Written task: Please reproduce the stretch of material from its start through the line containing "159,342 -> 173,421", requests included, multiplying every bounding box coordinate in the answers by 2.3 and rounding to whole numbers, with halves rounded up. Keep the numbers in the requests and their format sample unchanged, and omit the picture from your output.

## BEGIN Supplied records

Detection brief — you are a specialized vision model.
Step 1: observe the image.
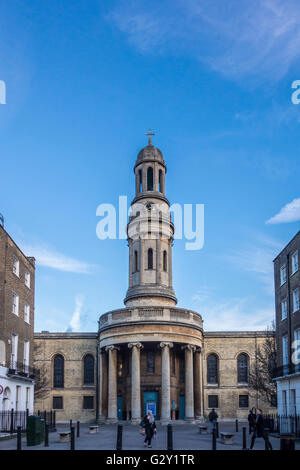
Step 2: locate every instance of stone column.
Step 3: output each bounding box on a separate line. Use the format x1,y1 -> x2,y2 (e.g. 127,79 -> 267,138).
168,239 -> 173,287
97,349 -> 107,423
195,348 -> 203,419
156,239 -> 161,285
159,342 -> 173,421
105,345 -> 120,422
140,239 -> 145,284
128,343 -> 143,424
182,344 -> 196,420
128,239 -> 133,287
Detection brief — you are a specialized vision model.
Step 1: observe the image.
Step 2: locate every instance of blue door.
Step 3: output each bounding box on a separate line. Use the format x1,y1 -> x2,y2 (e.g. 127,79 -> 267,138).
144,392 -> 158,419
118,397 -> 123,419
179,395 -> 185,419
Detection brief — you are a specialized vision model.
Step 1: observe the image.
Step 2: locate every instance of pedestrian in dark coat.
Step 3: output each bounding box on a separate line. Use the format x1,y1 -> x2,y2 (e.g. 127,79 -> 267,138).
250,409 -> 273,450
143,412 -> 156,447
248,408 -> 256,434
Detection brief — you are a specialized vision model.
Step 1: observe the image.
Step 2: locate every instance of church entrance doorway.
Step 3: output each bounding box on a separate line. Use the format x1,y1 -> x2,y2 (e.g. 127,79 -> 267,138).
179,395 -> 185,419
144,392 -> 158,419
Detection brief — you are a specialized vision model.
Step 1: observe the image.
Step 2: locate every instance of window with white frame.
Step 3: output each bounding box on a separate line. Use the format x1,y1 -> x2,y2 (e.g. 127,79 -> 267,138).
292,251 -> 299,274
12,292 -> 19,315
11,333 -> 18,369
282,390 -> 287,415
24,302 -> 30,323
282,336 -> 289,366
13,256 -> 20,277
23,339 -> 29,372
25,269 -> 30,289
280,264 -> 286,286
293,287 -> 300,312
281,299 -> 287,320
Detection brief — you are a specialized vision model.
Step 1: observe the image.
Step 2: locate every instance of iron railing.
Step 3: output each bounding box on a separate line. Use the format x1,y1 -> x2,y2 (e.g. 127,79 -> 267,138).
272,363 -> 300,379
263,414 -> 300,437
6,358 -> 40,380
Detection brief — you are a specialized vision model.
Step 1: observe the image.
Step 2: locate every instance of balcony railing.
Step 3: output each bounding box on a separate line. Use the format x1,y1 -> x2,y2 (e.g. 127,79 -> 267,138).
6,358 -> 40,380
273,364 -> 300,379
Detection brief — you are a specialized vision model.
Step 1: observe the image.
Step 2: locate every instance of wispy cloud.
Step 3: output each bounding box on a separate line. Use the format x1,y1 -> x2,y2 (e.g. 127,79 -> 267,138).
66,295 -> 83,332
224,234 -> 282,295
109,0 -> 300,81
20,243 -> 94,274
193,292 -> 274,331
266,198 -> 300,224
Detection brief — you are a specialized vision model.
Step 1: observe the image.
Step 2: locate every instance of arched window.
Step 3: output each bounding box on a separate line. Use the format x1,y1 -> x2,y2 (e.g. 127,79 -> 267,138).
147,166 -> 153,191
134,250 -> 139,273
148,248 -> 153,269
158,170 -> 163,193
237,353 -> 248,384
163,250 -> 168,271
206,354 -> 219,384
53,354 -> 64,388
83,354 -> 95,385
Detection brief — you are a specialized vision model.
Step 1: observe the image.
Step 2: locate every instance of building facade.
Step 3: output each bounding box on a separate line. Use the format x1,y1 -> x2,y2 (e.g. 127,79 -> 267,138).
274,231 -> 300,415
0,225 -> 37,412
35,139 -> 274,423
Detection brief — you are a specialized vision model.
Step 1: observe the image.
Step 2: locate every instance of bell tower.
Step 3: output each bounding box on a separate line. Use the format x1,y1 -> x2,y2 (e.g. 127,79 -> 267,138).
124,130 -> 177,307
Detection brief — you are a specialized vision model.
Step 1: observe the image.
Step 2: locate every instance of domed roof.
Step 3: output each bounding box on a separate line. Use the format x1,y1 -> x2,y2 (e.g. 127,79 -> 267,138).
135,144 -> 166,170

## END Supplied records

Written answer:
Detection brief — you are a specialized vision model.
Step 1: observe the image.
Step 2: locate every instance of stone column.
Step 3: output each bounding box on a separate line. Use the format x1,y1 -> x2,y2 (e.g. 127,79 -> 267,138).
386,550 -> 398,660
223,803 -> 246,973
449,800 -> 467,964
359,550 -> 370,656
366,787 -> 398,968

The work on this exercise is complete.